** KURZE ÜBUNG **
Sammeln Sie aus den folgenden Einträgen jede Zeile, die das Wort „player“ enthält, und geben Sie diese Zeilen unverändert wieder. Achten Sie dabei auf Groß- und Kleinschreibung.

[Extrahierte Einträge]

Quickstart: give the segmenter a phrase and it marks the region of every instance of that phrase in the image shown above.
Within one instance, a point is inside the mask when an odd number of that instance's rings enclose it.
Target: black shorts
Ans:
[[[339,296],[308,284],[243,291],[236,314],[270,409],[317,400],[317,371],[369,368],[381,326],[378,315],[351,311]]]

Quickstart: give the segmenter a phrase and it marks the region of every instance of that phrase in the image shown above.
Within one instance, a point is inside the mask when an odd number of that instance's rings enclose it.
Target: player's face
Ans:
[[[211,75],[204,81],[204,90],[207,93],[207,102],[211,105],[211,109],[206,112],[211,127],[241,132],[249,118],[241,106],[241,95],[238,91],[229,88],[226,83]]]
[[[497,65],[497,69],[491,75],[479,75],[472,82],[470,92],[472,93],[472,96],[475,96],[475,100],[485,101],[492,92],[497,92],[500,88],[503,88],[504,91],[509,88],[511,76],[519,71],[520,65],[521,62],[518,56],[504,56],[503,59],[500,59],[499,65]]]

---

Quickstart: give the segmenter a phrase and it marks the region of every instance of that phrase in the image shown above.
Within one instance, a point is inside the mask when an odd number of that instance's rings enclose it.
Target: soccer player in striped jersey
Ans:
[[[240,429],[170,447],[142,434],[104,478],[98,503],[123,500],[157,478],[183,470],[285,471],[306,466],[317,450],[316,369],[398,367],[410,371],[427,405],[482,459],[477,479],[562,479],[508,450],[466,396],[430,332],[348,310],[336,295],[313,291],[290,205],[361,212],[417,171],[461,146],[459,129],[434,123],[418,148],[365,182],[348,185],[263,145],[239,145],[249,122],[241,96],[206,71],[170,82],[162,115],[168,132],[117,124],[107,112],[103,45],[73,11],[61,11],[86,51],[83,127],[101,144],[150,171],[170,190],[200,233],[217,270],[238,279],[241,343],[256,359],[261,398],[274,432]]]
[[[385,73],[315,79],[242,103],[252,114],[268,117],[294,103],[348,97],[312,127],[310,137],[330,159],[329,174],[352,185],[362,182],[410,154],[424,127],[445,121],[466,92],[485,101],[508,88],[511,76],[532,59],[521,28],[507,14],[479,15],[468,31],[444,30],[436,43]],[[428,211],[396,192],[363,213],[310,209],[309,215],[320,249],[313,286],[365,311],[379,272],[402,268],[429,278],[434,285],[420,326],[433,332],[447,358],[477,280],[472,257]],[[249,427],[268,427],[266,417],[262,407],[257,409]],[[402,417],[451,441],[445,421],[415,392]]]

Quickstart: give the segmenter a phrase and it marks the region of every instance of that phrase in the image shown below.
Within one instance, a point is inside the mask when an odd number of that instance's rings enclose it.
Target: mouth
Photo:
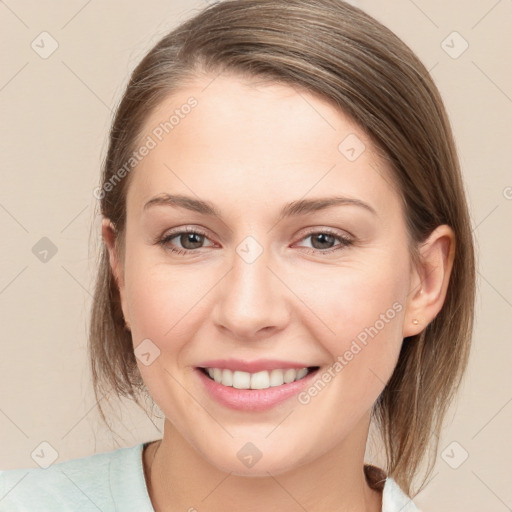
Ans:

==

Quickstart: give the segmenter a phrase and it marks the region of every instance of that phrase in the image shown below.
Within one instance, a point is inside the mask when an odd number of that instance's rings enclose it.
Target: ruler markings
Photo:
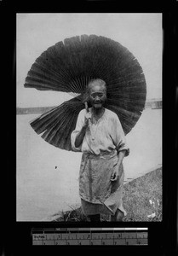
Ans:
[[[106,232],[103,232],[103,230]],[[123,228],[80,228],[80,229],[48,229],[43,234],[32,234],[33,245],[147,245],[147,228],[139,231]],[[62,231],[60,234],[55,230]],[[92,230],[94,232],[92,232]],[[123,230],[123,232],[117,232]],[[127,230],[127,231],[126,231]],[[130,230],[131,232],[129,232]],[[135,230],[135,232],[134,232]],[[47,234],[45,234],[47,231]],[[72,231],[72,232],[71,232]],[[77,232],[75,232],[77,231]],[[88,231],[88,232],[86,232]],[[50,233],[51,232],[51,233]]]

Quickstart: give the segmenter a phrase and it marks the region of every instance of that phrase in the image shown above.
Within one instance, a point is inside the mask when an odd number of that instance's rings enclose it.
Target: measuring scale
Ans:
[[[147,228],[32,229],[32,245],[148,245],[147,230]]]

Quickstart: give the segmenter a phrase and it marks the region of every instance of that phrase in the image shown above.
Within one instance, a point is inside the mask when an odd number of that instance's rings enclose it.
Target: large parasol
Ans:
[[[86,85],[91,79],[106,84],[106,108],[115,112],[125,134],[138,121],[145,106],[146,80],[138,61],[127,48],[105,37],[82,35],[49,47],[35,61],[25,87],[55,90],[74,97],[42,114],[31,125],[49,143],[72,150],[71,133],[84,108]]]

** LÖSUNG **
Target: player's face
Target: soccer player in striped jersey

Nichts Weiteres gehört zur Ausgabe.